- Task objective -
Turn the paragraph in the job description that begins "Our client is expanding" into a short bulleted list that keeps its main facts.

- Extracted text -

Role Overview:
Our client is expanding the engineering team responsible for ensuring the stability and predictable behaviour of their distributed services and platforms. This role involves hands-on production work, including monitoring, incident response, troubleshooting, and continuous improvements that increase platform reliability over time.
You will work as part of an SRE shift rotation covering late-evening and night hours, ensuring end-to-end ownership of incidents — from identifying user impact to post-incident follow-ups and preventive improvements.
Key Responsibilities:
- Working in shift-based operations: monitoring, alert response, incident handling, escalation when needed;
- Participating in incident handling: initial classification, technical investigation, coordination with engineering teams, and following-up improvements;
- Developing and refining observability across platforms (metrics/alerts, dashboards, logs);
- Reducing operational toil: small automation, runbooks, and repeatable processes (the “make it easier next time” mindset);
- Collaborating with development teams to improve production readiness (basic reliability practices, cleaner incident follow-ups).
Ideal profile for the position:
Core skills:
- Good Linux skills in production environments (debugging basics, system services, logs, performance basics);
- Solid understanding of networking fundamentals (TCP/IP, DNS, HTTP, load balancing basics, TLS fundamentals);
- Experience with containers and image lifecycle basics (Docker or compatible runtimes);
- Ability to troubleshoot across application, network, and infrastructure layers using logs/metrics and simple tools (curl, basic traffic/log analysis; scripting is a plus);
- Basic familiarity with observability: metrics and alerting, dashboards, logging (any modern stack is fine).

Data extracted from a collection:
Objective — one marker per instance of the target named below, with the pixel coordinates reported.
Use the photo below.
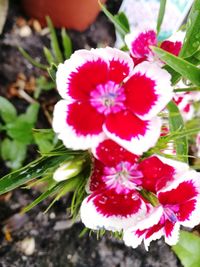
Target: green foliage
(119, 23)
(185, 68)
(161, 15)
(192, 39)
(45, 139)
(7, 111)
(67, 44)
(176, 124)
(17, 130)
(188, 249)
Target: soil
(50, 240)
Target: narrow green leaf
(123, 20)
(67, 44)
(49, 57)
(31, 114)
(31, 171)
(3, 13)
(54, 41)
(32, 60)
(48, 193)
(188, 249)
(192, 38)
(187, 89)
(161, 15)
(13, 153)
(52, 71)
(45, 140)
(176, 124)
(68, 186)
(186, 69)
(20, 130)
(119, 27)
(7, 111)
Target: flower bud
(68, 170)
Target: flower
(114, 202)
(105, 96)
(178, 204)
(140, 44)
(68, 169)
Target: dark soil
(57, 244)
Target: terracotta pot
(71, 14)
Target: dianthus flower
(114, 202)
(105, 96)
(178, 203)
(117, 184)
(140, 44)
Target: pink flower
(114, 202)
(105, 96)
(140, 44)
(178, 204)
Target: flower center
(108, 98)
(170, 212)
(123, 178)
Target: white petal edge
(109, 54)
(139, 144)
(67, 134)
(163, 87)
(79, 58)
(94, 220)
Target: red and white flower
(105, 96)
(114, 203)
(139, 44)
(178, 204)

- Result of this task -
- The client is growing the engineering team that keeps its distributed services and platforms stable and predictable.
- The role is hands-on production work: monitoring, incident response and troubleshooting.
- It also covers ongoing improvements that make the platform more reliable over time.